Exercise objective
Repeat, word for word, every line from the line holding "Note to the class: point to the saddle" through the final line of the entries below. Skip all pictures.
— start of Data excerpts —
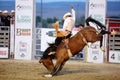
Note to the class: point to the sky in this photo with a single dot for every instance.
(59, 0)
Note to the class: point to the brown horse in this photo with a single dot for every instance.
(76, 44)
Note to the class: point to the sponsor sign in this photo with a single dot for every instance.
(3, 52)
(114, 56)
(97, 10)
(24, 26)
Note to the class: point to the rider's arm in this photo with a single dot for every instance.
(73, 13)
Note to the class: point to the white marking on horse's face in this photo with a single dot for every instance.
(51, 53)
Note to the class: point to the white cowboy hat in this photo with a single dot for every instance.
(12, 11)
(5, 11)
(67, 14)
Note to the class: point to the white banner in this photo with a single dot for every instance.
(24, 25)
(3, 52)
(97, 10)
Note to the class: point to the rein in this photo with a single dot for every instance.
(84, 40)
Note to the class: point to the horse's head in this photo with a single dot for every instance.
(90, 34)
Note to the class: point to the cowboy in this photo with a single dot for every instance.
(12, 16)
(69, 21)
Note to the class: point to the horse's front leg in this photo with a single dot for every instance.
(58, 66)
(48, 63)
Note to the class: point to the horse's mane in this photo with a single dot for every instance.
(90, 19)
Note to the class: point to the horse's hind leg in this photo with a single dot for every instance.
(48, 63)
(59, 65)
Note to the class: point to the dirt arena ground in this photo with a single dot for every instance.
(73, 70)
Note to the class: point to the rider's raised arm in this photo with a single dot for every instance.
(73, 12)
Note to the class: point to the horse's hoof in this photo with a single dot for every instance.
(48, 75)
(40, 61)
(51, 53)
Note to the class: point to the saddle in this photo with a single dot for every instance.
(58, 33)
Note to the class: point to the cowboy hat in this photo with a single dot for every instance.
(67, 14)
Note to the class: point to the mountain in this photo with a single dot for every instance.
(57, 9)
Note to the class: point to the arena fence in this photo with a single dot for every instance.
(114, 40)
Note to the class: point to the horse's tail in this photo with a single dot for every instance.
(90, 19)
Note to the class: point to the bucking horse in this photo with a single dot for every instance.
(76, 43)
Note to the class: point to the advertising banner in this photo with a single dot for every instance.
(3, 52)
(97, 10)
(24, 25)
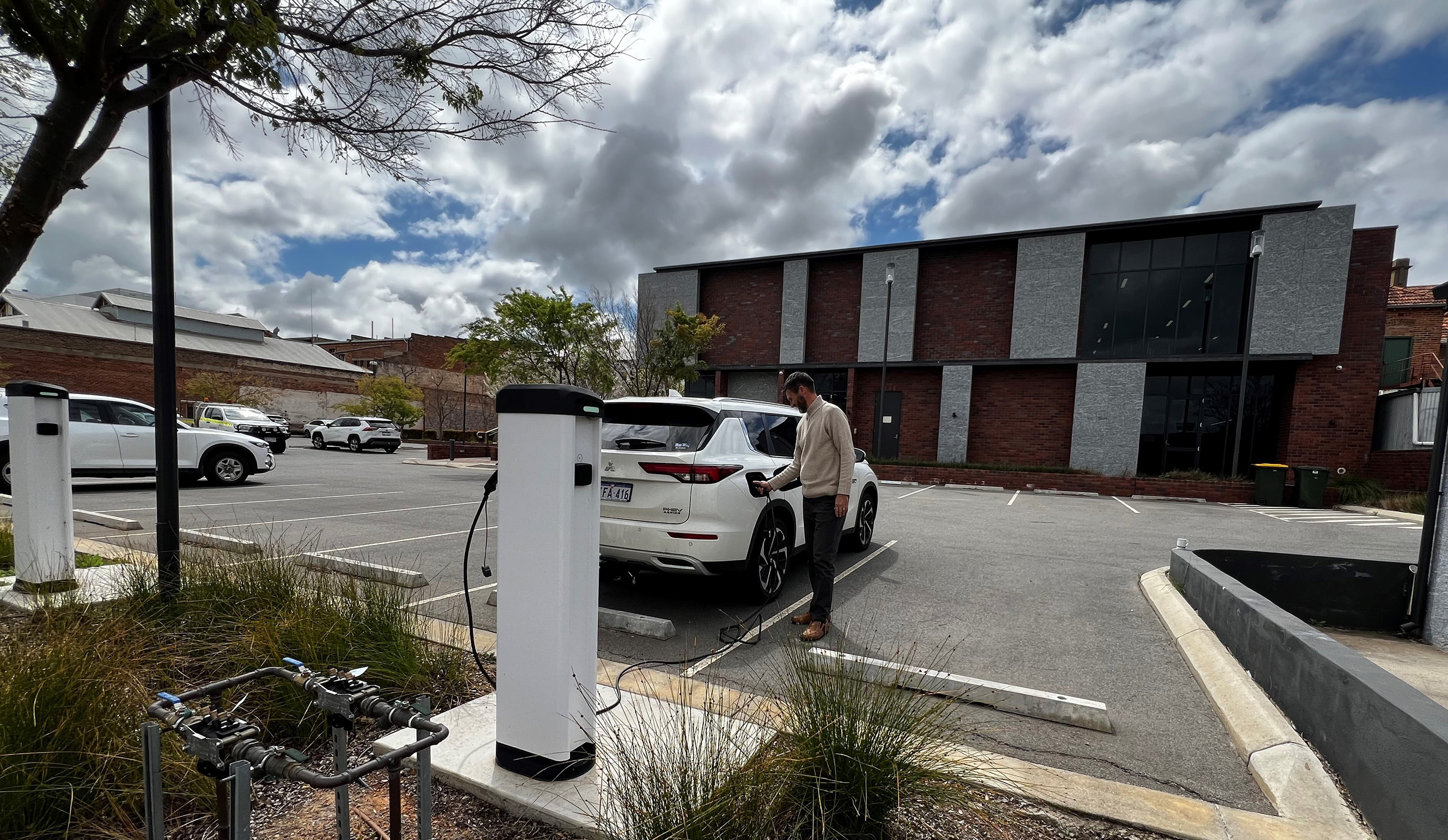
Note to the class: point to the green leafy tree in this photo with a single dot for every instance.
(367, 82)
(542, 338)
(386, 398)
— end of Data excerpts —
Written reply
Note to the class: point to the saddle in this photo with a single dot for every instance.
(58, 33)
Note to the class: point to the cowboy hat in this photo with a single dot for every instance.
(67, 14)
Note to the class: point to the mountain in this photo with a single dot for every instance.
(57, 9)
Note to the class: point to the arena fence in this photo with a single dot for every instance.
(114, 40)
Note to the class: point to the horse's tail in this photo with a single dot for every instance.
(90, 19)
Note to the class: point to the bucking horse in this photo with a single dot for every instance.
(76, 43)
Note to the class: point to the advertising banner in this photo with a single dot for every instance.
(3, 52)
(97, 10)
(24, 25)
Note to the class: point to the green leafy tree in this photo with a single dot for every instance.
(367, 82)
(542, 338)
(386, 398)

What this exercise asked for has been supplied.